** Travail demandé **
Écrivez la suite du texte sur Pompeï et l'art antique, en reprenant juste après sa dernière phrase.

L’Atelier d’Ingres/Chapitre XX
XX
POMPEÏ ET L’ART ANTIQUE.
Si ce qu’on entend par Naples est cette agglomération de maisons qui commence à la mer et finit en montant au couvent de Saint-Martin, et que traverse la longue rue de Toledo, Naples est bien la plus sale, la plus bruyante, la plus affreuse ville que je connaisse. Mais, Dieu merci ! ce n’est pas là Naples. Naples, c’est ce golfe admirable qui se termine en face par les lignes si harmonieuses de Capri, à gauche par le Vésuve, à droite par le Pausilippe ; c’est cette campagne si riante au milieu des bouleversements que la nature y a produits. Pour nous, c’était surtout Pompeï.
Malgré le désir bien vif que nous avions de visiter au plus tôt cette ville rendue au jour après deux mille ans, avec les trésors de toute sorte qu’elle renfermait, nous fûmes cependant retenus à Naples par le musée, qui nous donnait un avant-goût des merveilles que nous allions voir sur place. C’est l’art antique surtout qui fait de ce musée une collection unique, et qui même affaiblit beaucoup l’éclat de quelques œuvres modernes. J’eus le plaisir d’y trouver, dans un coin obscur, et dans une salle peu fréquentée, un ravissant tableau de M. Ingres, Françoise de Rimini, fait probablement pour la reine Caroline Murat, et dont on connaît en France une répétition que possédait M. Turpin de Crissé. J’eus une vraie joie à constater que cette peinture si originale tenait sa place sans désavantage au milieu de tant de chefs-d’œuvre.
Enfin, après des visites réitérées dans ce beau musée, le désir d’aller voir à leur source même les admirables débris d’un art dont nous n’avions pas l’idée, nous décida à quitter Naples, et son bruit, et cette agitation qui nous était devenue insupportable. Il est inutile de dire l’étonnement qui nous saisit, le soulagement que nous éprouvâmes en entrant dans ce lieu unique au monde qu’on appelle Pompeï.
Pompeï alors était ouvert à tout venant : un seul et brave gardien, à la porte, surveillait bien distraitement l’entrée et la sortie des visiteurs, et l’on pouvait, avec une permission que l’ambassadeur de chaque nation faisait obtenir, y passer la journée, travailler, dessiner, lever des plans ; on était chez soi, et fort peu dérangé. Aujourd’hui, un tourniquet est placé à l’une des portes, et, une fois entré, on est confié aux soins d’un guide qui ne vous quitte pas un instant, et, ce qu’il y a de pis, vous explique et vous fait admirer. Enfin, cela me consolerait d’être vieux, d’avoir pu jouir de toutes ces choses bien complétement, et surtout autrement.

[Entrées de pointage d'objets sur photo]
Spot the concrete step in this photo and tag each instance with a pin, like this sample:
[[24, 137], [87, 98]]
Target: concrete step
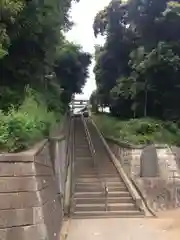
[[112, 214], [100, 194], [95, 179], [101, 200], [101, 207], [98, 188], [96, 184]]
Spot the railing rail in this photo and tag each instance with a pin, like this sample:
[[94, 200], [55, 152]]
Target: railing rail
[[96, 165]]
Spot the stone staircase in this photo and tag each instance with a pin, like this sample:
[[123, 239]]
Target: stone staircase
[[89, 198]]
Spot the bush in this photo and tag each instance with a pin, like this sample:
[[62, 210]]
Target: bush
[[20, 129], [139, 131]]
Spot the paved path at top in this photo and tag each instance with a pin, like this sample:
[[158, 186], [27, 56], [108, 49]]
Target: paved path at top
[[116, 229]]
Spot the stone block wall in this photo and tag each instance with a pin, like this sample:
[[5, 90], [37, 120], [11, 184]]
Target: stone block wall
[[29, 196], [161, 192]]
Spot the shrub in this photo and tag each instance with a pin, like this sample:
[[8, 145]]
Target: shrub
[[21, 128], [139, 131]]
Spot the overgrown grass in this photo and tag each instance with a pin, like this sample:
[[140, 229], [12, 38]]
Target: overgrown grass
[[139, 131], [20, 129]]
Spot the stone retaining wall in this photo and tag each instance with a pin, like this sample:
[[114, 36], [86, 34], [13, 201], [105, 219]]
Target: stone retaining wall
[[29, 194], [162, 191]]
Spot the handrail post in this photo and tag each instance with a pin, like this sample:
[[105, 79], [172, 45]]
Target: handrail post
[[106, 196]]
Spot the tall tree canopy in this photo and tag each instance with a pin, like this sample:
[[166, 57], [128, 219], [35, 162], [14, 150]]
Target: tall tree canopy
[[137, 70], [34, 51]]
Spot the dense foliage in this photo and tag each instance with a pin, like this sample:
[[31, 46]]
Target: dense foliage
[[138, 68], [138, 131], [34, 53]]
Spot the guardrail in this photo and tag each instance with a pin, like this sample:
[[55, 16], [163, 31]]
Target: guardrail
[[96, 165]]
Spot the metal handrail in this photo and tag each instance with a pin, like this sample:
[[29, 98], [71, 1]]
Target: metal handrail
[[96, 166], [72, 165]]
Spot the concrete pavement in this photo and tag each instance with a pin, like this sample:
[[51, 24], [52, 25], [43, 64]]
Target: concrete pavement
[[116, 229]]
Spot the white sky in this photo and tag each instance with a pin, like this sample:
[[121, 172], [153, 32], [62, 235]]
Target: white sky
[[83, 14]]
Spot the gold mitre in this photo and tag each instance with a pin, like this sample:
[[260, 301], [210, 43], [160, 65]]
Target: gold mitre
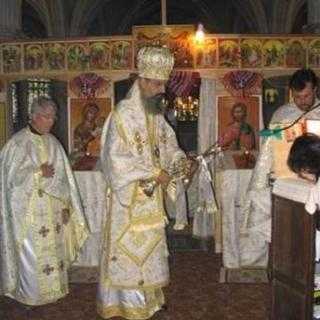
[[155, 63]]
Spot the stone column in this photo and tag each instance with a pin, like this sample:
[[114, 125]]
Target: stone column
[[313, 25], [10, 19]]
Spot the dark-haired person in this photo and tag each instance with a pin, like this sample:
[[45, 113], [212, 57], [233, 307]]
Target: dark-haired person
[[304, 160], [303, 86], [304, 157]]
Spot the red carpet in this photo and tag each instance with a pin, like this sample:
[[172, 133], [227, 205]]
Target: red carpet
[[193, 294]]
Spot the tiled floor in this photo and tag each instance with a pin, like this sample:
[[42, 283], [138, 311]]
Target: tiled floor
[[193, 294]]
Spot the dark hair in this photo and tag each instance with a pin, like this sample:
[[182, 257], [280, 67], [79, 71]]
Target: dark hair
[[300, 79], [304, 155]]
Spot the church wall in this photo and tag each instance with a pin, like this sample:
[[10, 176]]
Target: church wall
[[110, 59]]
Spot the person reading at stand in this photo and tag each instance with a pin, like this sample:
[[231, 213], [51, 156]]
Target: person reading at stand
[[272, 162]]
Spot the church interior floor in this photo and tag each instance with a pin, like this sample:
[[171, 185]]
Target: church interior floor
[[194, 293]]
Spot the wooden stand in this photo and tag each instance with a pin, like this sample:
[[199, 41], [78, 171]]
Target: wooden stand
[[292, 260]]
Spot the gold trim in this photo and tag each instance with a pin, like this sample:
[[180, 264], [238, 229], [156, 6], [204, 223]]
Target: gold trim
[[154, 301], [148, 250], [120, 127]]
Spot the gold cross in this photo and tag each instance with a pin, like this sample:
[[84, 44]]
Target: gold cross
[[47, 270], [44, 231]]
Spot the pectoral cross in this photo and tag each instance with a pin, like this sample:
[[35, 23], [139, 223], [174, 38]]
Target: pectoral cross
[[44, 231], [47, 270]]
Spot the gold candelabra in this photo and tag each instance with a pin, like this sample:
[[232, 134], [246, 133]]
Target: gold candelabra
[[186, 108]]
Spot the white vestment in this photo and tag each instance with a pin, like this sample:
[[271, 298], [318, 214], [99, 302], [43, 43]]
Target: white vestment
[[36, 246], [257, 224], [134, 266]]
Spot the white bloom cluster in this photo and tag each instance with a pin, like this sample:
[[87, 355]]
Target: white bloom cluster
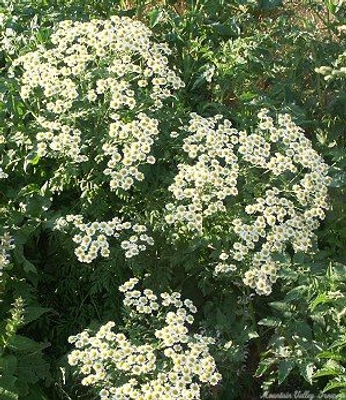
[[201, 186], [99, 60], [338, 68], [92, 91], [171, 365], [291, 203], [92, 237], [129, 145], [6, 244]]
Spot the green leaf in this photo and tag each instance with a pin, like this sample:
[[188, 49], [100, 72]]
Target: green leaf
[[8, 365], [307, 370], [270, 321], [23, 343], [280, 305], [7, 394], [284, 369], [331, 355], [334, 385], [33, 313], [263, 366]]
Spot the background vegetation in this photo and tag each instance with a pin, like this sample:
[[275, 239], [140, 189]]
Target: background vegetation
[[235, 58]]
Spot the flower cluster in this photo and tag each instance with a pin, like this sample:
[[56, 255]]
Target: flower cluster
[[92, 237], [170, 363], [99, 60], [285, 214], [94, 91], [201, 186], [128, 146], [6, 244]]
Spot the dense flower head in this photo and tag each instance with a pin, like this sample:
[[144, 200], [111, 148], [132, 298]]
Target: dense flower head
[[162, 364], [283, 215], [94, 91], [92, 236]]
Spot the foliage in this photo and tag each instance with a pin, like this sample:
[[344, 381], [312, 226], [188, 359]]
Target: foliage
[[189, 144]]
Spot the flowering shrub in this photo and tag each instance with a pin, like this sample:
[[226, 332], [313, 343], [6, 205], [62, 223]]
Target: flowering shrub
[[224, 168], [158, 360], [110, 169], [99, 76]]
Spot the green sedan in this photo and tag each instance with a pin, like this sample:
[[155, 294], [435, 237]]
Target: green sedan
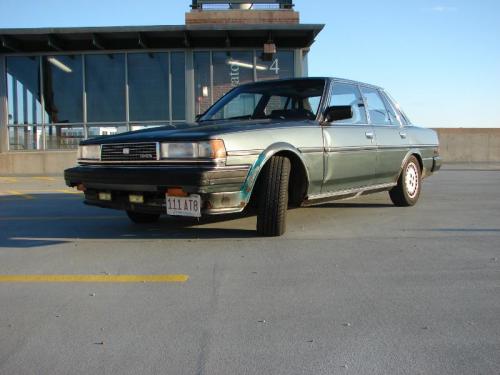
[[268, 146]]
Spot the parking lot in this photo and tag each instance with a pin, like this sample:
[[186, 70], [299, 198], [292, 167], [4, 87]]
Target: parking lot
[[358, 287]]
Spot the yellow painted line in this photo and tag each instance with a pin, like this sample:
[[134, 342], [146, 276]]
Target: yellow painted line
[[93, 278], [8, 180], [66, 191], [20, 194], [45, 218], [43, 178]]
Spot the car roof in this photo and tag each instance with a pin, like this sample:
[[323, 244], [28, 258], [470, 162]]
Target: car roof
[[334, 79]]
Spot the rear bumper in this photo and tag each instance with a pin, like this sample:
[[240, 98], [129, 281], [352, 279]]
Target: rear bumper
[[219, 187]]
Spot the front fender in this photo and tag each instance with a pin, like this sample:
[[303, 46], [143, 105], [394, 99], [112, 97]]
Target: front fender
[[268, 153]]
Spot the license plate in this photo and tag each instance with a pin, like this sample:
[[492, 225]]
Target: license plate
[[135, 198], [184, 206], [104, 196]]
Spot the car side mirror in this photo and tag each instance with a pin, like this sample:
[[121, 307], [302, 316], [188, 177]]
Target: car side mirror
[[338, 112]]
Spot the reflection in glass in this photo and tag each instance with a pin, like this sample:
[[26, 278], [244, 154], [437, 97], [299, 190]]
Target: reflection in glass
[[105, 87], [23, 90], [148, 86], [280, 66], [63, 89], [178, 69], [63, 136], [231, 69], [202, 86]]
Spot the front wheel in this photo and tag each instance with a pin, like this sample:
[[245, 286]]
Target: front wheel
[[409, 185], [273, 197], [142, 218]]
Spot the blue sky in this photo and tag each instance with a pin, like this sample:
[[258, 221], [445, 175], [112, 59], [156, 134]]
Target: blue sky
[[439, 58]]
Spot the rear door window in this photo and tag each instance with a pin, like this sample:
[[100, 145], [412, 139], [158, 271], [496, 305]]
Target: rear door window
[[376, 107], [347, 94]]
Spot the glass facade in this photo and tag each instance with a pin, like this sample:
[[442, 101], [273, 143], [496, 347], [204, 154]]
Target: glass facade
[[218, 72], [56, 100]]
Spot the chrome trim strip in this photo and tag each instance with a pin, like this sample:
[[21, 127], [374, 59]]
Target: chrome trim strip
[[244, 167], [350, 191], [244, 152], [152, 162], [350, 148], [309, 150]]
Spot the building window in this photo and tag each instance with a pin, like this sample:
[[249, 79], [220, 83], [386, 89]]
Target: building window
[[231, 69], [105, 87], [63, 89], [178, 74], [24, 102], [148, 75], [23, 87], [202, 81]]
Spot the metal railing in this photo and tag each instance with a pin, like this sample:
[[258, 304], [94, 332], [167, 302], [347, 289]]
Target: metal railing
[[271, 4]]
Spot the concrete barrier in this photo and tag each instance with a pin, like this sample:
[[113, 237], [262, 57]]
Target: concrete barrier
[[469, 145], [463, 145], [36, 163]]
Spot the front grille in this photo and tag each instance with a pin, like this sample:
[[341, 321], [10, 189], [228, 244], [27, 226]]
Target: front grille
[[129, 152]]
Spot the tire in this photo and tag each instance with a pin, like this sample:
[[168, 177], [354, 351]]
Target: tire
[[407, 191], [142, 218], [273, 197]]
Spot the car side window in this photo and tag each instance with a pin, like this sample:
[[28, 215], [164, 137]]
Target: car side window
[[347, 94], [376, 107], [390, 109]]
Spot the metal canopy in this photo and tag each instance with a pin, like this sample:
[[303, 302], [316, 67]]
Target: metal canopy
[[156, 37], [283, 4]]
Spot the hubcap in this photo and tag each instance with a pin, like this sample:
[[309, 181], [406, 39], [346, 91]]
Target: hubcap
[[411, 180]]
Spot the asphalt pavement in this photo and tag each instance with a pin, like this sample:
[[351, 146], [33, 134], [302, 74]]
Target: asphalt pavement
[[354, 287]]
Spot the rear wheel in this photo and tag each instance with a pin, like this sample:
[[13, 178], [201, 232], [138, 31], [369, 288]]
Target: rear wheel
[[407, 191], [142, 218], [273, 197]]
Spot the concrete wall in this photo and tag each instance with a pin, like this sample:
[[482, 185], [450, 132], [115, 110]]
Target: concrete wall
[[457, 145], [469, 145], [36, 163]]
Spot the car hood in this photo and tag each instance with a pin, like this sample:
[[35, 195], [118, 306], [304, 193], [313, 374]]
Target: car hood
[[191, 131]]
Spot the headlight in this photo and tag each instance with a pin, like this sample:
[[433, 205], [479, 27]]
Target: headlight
[[91, 152], [193, 150]]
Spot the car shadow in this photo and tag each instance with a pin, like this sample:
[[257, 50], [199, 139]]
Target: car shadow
[[51, 219], [354, 205]]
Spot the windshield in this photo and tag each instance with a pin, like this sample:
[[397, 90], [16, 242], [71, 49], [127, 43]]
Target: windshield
[[285, 100]]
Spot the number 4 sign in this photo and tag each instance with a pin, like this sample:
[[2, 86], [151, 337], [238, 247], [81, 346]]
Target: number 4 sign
[[275, 67]]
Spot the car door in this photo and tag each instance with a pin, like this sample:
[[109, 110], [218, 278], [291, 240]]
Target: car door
[[392, 144], [350, 149]]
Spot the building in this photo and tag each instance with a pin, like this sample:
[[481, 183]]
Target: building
[[61, 85]]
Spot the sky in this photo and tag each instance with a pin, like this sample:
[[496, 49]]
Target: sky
[[440, 59]]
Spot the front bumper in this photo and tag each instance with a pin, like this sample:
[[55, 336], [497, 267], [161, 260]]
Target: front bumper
[[221, 188]]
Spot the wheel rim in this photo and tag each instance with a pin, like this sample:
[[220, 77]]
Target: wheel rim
[[411, 180]]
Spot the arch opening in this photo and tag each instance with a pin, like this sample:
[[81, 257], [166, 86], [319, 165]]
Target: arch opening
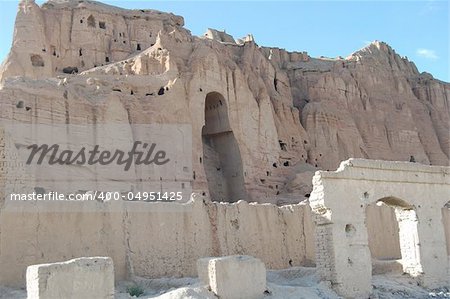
[[392, 227], [221, 155]]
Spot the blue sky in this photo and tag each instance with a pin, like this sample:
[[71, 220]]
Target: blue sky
[[417, 29]]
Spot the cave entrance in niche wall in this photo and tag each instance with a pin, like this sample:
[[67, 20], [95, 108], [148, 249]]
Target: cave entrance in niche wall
[[407, 239], [221, 155], [446, 223]]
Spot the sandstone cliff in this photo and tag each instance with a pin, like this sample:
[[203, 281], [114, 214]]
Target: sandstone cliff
[[289, 114]]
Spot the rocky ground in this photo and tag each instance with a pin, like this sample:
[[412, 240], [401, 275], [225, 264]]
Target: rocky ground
[[296, 282]]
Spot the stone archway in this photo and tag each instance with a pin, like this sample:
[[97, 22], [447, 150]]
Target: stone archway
[[221, 155], [339, 200], [383, 237], [408, 236]]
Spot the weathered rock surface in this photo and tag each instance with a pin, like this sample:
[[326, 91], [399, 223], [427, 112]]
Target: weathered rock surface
[[285, 110], [91, 277]]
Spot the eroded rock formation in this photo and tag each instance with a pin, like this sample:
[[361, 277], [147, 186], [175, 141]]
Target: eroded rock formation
[[287, 114]]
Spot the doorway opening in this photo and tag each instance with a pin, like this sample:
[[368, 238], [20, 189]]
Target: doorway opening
[[396, 236]]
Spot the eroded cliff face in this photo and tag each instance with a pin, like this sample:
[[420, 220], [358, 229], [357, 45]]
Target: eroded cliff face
[[289, 114]]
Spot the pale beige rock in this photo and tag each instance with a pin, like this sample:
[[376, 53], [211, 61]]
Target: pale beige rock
[[289, 115], [237, 277], [156, 239], [87, 278], [284, 108], [418, 193]]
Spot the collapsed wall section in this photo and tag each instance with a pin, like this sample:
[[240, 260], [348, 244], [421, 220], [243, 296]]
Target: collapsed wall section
[[155, 239]]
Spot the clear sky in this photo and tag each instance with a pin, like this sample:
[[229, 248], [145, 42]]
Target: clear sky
[[417, 29]]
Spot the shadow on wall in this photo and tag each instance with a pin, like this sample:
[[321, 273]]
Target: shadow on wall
[[221, 155]]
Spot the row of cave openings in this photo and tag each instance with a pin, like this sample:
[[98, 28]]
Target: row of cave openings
[[38, 61]]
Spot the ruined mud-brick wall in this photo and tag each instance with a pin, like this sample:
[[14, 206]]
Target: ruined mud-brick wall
[[290, 114], [155, 240]]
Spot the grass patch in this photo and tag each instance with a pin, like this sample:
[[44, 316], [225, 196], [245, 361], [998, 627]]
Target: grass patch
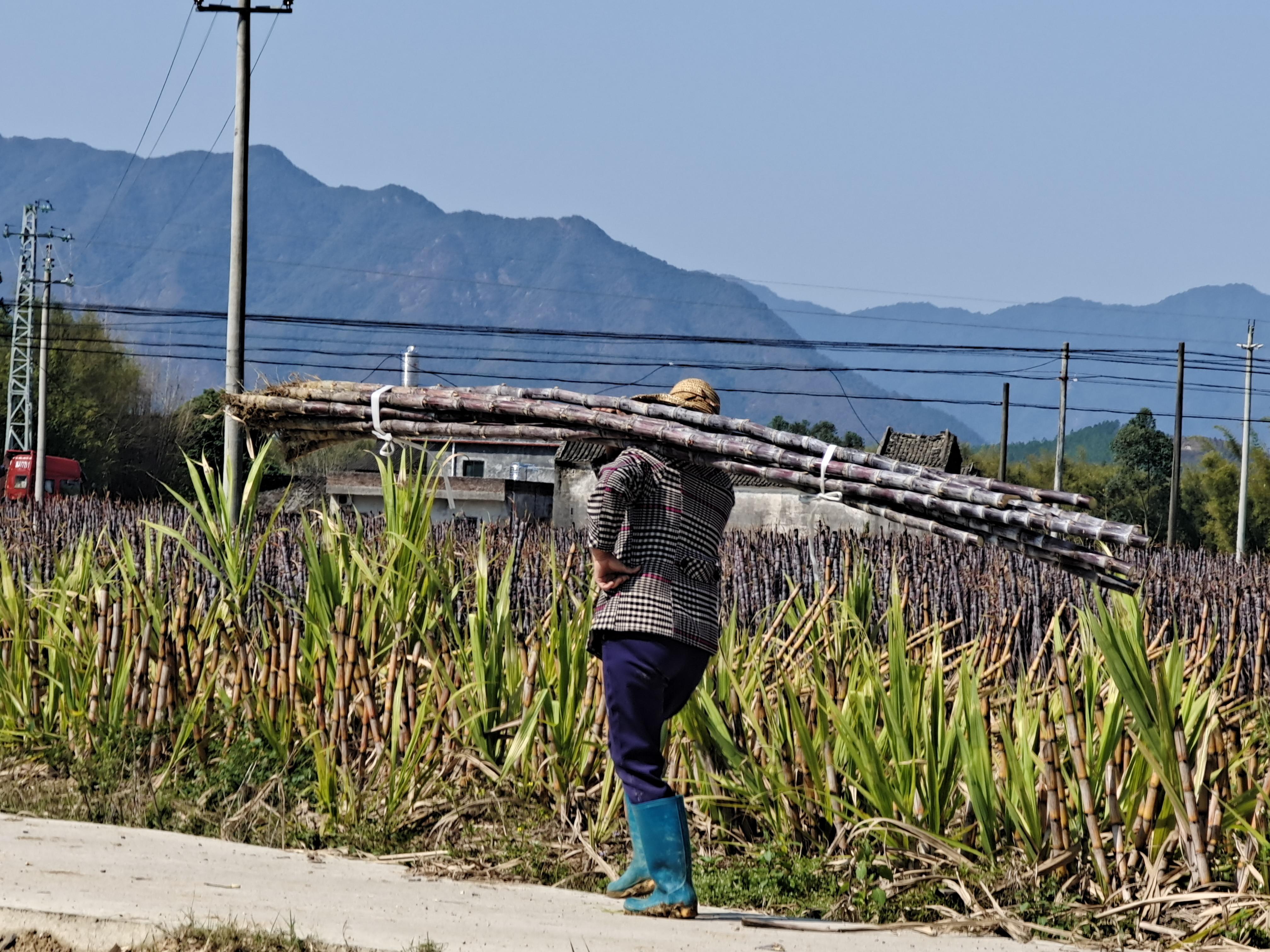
[[205, 938]]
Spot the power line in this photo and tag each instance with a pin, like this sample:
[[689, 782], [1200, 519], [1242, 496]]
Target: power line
[[115, 349], [758, 308]]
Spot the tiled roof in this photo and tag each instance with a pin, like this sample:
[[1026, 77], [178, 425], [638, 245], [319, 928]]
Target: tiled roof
[[939, 452]]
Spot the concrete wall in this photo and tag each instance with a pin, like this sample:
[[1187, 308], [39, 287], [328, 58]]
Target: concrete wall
[[465, 498], [569, 506], [538, 461], [758, 508]]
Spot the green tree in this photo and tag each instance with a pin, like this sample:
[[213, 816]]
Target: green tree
[[822, 431], [1211, 496], [101, 408], [1138, 489]]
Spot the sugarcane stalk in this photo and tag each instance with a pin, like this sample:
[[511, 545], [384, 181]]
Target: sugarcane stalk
[[1083, 779], [714, 423], [1197, 832]]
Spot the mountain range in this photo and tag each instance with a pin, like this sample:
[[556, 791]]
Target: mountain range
[[1123, 357], [386, 268], [345, 279]]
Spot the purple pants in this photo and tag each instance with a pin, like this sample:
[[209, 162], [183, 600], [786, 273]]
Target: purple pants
[[648, 680]]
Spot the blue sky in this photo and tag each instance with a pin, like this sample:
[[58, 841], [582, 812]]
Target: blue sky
[[987, 151]]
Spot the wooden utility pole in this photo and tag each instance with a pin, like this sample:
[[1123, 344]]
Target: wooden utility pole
[[1005, 432], [1176, 482], [1062, 422], [1241, 531], [235, 332]]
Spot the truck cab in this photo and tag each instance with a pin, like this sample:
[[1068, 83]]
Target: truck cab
[[63, 477]]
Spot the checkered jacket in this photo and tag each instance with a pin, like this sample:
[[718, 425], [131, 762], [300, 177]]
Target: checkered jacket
[[666, 520]]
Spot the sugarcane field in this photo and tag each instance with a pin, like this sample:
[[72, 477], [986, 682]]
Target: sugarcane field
[[423, 531], [993, 727]]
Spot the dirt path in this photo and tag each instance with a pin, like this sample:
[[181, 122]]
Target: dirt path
[[96, 887]]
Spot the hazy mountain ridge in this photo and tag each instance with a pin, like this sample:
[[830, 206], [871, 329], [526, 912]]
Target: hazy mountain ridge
[[1212, 320], [392, 254]]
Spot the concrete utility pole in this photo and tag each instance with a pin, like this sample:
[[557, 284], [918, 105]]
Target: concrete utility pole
[[1062, 422], [1175, 484], [1005, 432], [43, 416], [409, 366], [235, 331], [22, 370], [1241, 532]]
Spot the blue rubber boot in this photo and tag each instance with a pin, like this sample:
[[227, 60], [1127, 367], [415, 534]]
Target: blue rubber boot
[[637, 880], [665, 830]]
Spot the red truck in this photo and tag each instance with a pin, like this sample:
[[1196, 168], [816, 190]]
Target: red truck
[[63, 477]]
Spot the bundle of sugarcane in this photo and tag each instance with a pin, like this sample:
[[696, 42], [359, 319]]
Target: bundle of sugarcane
[[971, 509]]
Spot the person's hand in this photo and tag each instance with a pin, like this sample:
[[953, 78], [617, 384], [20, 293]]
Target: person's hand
[[610, 570]]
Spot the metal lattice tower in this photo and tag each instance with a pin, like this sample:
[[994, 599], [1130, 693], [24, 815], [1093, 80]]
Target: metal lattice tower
[[22, 370], [23, 374]]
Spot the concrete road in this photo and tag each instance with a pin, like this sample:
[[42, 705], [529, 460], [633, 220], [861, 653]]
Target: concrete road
[[94, 887]]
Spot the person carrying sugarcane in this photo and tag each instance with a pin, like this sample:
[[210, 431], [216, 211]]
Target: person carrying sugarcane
[[655, 527]]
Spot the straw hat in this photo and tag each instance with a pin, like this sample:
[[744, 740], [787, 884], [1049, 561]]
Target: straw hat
[[691, 394]]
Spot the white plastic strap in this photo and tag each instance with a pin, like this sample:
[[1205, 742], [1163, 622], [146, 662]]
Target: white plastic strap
[[825, 464], [376, 427]]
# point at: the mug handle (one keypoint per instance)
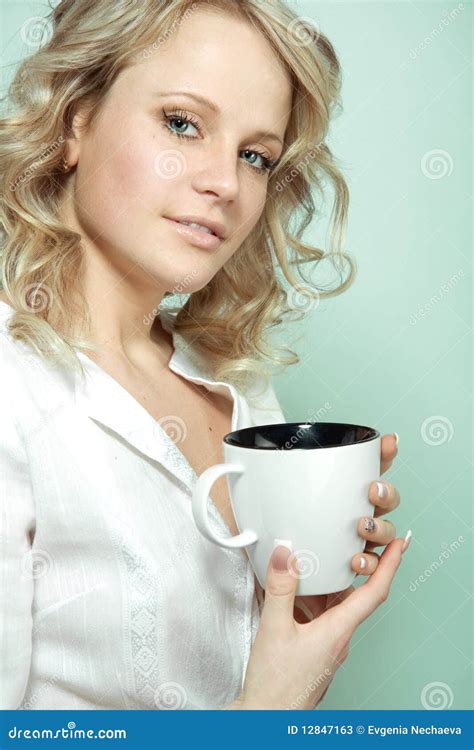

** Votre réponse **
Nous avions, à la fin de notre journée de travail, un vrai plaisir à aller nous étendre un peu en dehors de la ville, sur les déblais des premières fouilles qui avaient été faites avec peu de soin, et à chercher dans cette cendre assez friable, en creusant avec nos couteaux, de petits fragments de peinture, de petites anses de vases en bronze, des lampes presque intactes : ces trouvailles nous ravissaient, et nous rapportions triomphants le résultat de nos fouilles chez les braves gens qui nous logeaient à Torre dell’Annunziata.
Les longues et fréquentes visites que j’ai faites à Pompeï n’ont pas seulement excité mon intérêt au point de vue de l’esthétique : l’art des anciens, qui diffère si complétement du nôtre, a éveillé aussi en moi une vive curiosité d’en connaître le côté matériel et pratique. Ce côté intéressant ne me semble avoir été étudié que par des érudits, qui manquent absolument des connaissances du métier, et malheureusement, pour approfondir certaines questions, les artistes n’auront jamais l’érudition nécessaire. Aussi me suis-je toujours trouvé réduit à des conjectures, et ne puis-je qu’interroger, et non me prononcer.
J’ai entendu faire bien des suppositions sur les peintures d’Herculanum et de Pompeï : aucune ne me satisfait.
Quelques-uns pensent que ces décorations étaient faites sur des poncifs de peintres habiles, que des ouvriers reproduisaient sur les murs. Comment se fait-il alors que pas une de ces peintures ne se trouve répétée, ainsi qu’il arrive pour nos papiers peints ; si le sujet est souvent le même, si la composition est quelquefois presque identique, la dimension diffère, ce qui exclut l’idée d’un poncif ; de plus, la valeur de l’exécution varie très-souvent : il faut donc laisser aux auteurs de ces peintures le mérite de l’initiative.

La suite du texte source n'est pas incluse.